Written task = Find "Please segment every instance of the woman" in the data below; transcribe the line it appears on and each line after it, exactly, to the end, and nothing else.

- - -

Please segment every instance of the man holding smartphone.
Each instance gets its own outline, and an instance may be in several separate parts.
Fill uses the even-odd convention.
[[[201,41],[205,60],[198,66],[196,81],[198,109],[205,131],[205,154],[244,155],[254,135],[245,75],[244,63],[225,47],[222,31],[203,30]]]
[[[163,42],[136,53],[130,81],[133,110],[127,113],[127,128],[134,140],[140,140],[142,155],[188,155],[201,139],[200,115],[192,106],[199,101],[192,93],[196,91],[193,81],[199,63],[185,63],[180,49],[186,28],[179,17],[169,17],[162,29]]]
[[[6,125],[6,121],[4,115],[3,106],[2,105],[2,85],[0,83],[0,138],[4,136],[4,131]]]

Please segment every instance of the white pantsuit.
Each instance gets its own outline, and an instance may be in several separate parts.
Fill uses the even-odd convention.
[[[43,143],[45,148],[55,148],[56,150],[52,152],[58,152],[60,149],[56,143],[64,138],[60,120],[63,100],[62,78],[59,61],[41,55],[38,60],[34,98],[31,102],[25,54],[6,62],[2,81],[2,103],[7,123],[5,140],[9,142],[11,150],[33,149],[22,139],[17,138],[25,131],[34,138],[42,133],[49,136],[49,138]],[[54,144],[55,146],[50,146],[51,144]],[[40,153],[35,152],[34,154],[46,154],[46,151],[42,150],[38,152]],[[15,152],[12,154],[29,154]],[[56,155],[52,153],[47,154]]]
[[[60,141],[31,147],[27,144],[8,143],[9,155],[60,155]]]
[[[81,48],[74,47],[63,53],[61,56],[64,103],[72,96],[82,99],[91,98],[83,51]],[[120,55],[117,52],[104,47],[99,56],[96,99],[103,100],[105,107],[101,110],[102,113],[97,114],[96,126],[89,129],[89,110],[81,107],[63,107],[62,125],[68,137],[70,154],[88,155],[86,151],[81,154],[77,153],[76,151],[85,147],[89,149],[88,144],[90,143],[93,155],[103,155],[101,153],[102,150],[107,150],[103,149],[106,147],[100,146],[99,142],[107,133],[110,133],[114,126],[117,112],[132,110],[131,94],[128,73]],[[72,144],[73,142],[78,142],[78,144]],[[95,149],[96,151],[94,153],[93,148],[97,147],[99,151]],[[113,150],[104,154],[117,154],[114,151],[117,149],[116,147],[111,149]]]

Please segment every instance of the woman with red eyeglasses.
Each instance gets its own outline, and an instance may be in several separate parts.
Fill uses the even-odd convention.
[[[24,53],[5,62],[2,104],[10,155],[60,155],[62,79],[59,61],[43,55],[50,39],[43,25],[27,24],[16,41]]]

- - -

Complete answer =
Please segment every instance of the woman with red eyeglasses.
Each instance gets its own outline, and an instance may be in several separate parts.
Fill uses the even-odd convention.
[[[24,53],[5,62],[2,104],[10,155],[60,155],[62,79],[59,61],[43,55],[50,39],[43,25],[27,24],[16,41]]]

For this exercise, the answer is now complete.